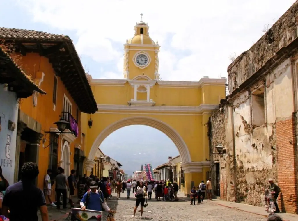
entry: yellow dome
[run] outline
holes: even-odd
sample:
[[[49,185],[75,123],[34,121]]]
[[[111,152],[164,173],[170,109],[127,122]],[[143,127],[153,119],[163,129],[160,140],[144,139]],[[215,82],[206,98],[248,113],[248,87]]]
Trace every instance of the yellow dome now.
[[[128,41],[128,43],[134,44],[155,44],[151,38],[144,35],[135,35]]]

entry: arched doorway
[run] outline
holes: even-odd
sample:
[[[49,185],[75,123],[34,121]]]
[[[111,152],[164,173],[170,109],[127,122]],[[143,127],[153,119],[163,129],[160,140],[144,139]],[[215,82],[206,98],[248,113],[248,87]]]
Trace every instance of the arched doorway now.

- [PROBLEM]: Copy the material shown above in full and exactly. Skip the pictures.

- [RESPONSE]:
entry: yellow dome
[run] outline
holes: even-odd
sample:
[[[49,185],[75,123],[34,121]]]
[[[111,152],[164,173],[170,109],[127,122]],[[143,127],[153,119],[163,129],[160,140],[144,139]],[[215,82],[206,98],[248,113],[248,87]]]
Trace every instance of the yellow dome now.
[[[128,41],[128,43],[134,44],[155,44],[151,38],[144,35],[135,35]]]

entry: arched doorway
[run] outline
holes: even-odd
sample:
[[[49,185],[75,123],[34,121]]]
[[[111,152],[164,173],[170,109],[127,122]],[[143,127],[153,119],[163,129],[160,140],[144,139]],[[215,82],[206,98],[248,113],[248,87]]]
Trace every instance of the arched doorway now.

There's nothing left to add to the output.